Top of Page text
The further to the left or the right you move, the more your lens on life distorts.

Tuesday, December 28, 2021


It's been quite a while since I've posted ... the press of other (important) matters. But as we close 2021, it seems more than appropriate to add an EoY post.

Even though I haven't been posting, I've been observing life as it goes by—the massive and destructive political incompetence we see in Washington, DC, the multi-pronged problems that "unexpectedly" beset our country throughout 2021, the division sown by those who benefit from division, and of course, the continuing Covidiocy, encouraged by far too many Democrat governors and mayors and their trained hamsters in the media. Hysteria seems to have gripped more than a few blue states and cities. As a result, there is a slow but steady outward migration among those who have decided to vote with their feet. I live in a free state, and we're seeing the inflow of blue state refugees here.
Bottom of Page text
Top of Data shown
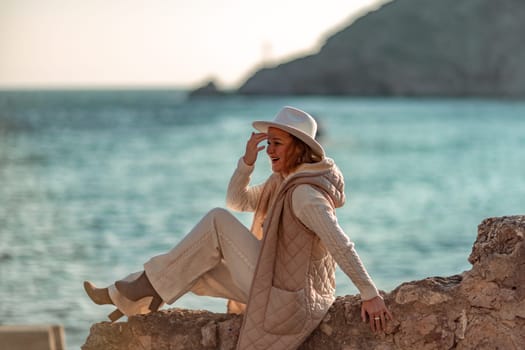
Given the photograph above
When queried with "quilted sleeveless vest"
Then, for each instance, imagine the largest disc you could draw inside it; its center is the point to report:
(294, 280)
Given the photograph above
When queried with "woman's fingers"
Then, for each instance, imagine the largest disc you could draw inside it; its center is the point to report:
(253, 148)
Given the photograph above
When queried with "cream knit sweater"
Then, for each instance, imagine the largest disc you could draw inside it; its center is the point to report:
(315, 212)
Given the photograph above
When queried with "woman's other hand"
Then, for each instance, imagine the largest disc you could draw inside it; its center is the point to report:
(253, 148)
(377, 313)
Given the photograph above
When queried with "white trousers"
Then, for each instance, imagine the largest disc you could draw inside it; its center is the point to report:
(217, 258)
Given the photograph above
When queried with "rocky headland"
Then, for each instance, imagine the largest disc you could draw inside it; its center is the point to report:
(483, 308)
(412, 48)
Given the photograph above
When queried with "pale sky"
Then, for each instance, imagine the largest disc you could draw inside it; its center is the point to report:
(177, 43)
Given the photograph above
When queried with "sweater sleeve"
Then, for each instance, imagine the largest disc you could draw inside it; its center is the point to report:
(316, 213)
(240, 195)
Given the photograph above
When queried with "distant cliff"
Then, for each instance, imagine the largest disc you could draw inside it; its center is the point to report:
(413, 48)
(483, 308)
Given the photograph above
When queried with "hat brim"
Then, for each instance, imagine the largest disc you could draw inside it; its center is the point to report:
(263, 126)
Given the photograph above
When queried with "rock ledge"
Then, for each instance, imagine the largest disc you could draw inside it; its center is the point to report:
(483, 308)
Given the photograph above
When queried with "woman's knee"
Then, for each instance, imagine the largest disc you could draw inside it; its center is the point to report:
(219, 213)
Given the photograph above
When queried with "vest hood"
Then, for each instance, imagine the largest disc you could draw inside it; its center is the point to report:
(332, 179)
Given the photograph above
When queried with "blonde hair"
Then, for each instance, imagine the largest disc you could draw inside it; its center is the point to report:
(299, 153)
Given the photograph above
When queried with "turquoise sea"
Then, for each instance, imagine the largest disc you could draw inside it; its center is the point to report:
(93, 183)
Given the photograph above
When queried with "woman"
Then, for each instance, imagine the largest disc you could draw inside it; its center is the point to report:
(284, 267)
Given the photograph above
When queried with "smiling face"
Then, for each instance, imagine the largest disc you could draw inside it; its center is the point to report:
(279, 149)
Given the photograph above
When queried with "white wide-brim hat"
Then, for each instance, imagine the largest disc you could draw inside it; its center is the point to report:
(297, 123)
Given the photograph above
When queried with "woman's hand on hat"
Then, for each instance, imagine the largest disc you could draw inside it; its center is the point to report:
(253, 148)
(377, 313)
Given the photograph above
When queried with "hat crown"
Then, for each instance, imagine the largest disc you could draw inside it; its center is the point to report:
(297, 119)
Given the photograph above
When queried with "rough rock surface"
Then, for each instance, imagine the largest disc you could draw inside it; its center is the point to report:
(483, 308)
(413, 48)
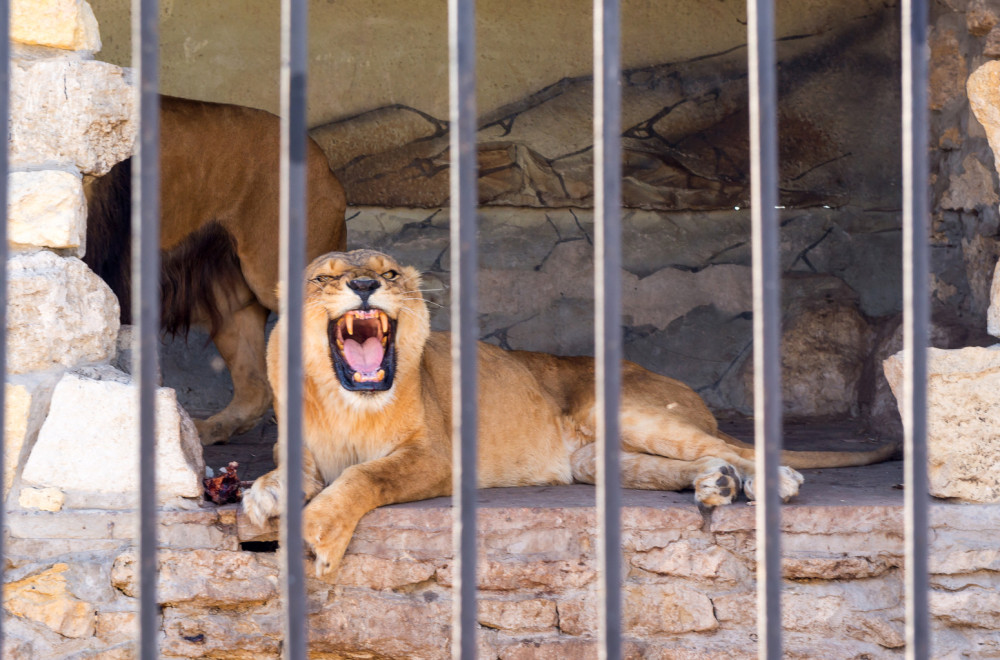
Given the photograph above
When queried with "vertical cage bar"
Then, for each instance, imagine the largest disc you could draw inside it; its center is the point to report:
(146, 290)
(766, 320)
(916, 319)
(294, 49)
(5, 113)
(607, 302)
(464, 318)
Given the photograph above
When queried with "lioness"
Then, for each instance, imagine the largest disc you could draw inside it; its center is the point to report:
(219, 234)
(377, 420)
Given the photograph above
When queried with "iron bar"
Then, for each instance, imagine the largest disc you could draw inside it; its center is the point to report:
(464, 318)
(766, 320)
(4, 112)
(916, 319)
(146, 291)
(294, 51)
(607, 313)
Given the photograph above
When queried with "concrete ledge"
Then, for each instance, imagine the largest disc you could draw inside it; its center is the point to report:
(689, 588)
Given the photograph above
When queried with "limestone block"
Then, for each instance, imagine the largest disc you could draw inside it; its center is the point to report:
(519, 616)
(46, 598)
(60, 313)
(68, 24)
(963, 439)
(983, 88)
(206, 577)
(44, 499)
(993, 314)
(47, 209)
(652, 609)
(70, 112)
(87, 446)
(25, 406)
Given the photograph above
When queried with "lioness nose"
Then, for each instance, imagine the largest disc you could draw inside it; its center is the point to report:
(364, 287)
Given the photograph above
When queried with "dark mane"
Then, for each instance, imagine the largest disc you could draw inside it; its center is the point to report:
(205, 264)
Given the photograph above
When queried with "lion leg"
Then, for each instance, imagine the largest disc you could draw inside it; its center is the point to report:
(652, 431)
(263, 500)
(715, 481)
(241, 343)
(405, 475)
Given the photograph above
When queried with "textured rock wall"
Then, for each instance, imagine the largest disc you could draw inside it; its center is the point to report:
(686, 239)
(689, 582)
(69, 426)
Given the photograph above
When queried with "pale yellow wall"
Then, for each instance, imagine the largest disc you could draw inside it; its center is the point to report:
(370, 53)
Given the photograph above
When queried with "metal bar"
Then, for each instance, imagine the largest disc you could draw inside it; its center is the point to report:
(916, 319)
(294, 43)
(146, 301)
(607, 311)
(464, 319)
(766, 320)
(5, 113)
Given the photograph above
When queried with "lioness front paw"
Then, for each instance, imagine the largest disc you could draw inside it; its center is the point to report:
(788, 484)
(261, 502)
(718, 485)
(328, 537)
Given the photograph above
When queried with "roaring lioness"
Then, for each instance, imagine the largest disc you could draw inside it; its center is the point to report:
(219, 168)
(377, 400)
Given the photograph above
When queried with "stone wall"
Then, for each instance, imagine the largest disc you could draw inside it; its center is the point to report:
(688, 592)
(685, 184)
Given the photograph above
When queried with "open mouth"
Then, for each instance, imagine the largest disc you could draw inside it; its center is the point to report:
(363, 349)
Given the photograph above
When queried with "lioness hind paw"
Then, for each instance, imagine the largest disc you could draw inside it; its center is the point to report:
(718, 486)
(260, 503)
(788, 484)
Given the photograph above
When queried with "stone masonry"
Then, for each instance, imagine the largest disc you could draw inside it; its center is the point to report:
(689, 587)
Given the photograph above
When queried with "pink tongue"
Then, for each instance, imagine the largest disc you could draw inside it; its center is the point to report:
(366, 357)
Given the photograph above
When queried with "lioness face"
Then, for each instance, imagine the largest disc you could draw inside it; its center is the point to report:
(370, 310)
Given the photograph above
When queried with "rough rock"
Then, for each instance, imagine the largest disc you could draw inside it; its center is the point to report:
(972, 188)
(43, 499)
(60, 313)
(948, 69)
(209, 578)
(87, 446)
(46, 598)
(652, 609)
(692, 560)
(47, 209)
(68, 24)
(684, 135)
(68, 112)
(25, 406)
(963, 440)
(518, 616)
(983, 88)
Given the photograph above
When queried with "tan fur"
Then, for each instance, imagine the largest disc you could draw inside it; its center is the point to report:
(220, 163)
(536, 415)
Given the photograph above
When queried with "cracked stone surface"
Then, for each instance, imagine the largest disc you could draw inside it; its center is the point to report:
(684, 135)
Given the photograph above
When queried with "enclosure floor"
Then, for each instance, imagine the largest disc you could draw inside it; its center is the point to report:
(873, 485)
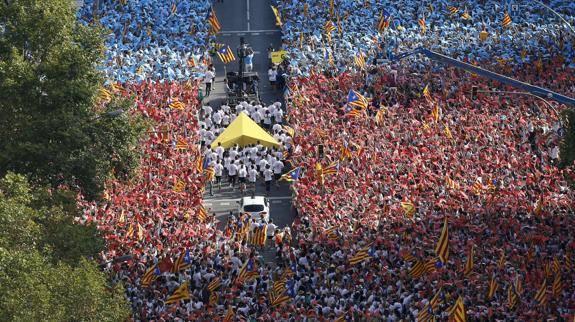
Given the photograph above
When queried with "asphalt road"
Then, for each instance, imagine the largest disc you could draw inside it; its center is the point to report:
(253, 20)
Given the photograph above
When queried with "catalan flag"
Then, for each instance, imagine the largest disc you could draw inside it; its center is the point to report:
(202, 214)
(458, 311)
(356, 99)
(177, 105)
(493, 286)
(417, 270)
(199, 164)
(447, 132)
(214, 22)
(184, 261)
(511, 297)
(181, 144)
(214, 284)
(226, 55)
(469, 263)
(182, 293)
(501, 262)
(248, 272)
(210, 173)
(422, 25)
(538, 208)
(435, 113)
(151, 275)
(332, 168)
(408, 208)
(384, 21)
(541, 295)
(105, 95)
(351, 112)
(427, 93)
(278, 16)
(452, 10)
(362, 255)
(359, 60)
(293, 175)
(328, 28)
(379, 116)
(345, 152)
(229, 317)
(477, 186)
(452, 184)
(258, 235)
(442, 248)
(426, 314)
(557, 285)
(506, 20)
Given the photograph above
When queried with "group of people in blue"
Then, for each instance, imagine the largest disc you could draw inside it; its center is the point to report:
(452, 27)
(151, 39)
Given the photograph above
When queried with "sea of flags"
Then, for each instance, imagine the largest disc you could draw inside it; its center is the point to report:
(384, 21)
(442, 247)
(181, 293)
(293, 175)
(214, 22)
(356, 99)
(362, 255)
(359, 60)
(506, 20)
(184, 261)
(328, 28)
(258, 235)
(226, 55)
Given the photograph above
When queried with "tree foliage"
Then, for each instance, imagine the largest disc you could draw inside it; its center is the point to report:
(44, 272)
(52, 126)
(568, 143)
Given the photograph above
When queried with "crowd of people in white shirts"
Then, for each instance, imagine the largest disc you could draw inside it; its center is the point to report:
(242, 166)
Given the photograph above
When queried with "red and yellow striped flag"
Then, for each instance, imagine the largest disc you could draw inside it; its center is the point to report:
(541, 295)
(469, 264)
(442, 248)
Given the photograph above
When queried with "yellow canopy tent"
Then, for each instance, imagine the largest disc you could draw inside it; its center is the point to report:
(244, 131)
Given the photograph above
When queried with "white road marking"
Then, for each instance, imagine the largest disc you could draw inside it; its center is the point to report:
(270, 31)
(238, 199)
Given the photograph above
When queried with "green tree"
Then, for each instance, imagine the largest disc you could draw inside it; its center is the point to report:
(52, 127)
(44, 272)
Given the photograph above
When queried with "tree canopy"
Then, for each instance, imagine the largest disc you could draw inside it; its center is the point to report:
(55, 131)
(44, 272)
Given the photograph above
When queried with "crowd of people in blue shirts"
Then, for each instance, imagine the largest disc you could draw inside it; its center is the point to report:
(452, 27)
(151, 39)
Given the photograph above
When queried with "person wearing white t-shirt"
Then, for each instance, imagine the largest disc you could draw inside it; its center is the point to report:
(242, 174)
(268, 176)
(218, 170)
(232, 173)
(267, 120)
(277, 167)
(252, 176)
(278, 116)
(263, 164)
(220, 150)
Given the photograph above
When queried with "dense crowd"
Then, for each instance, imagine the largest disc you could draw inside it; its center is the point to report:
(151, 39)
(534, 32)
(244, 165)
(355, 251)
Bottom of Data shown
In the year-end blog post, what kind of state does the writer say they live in?

A free state.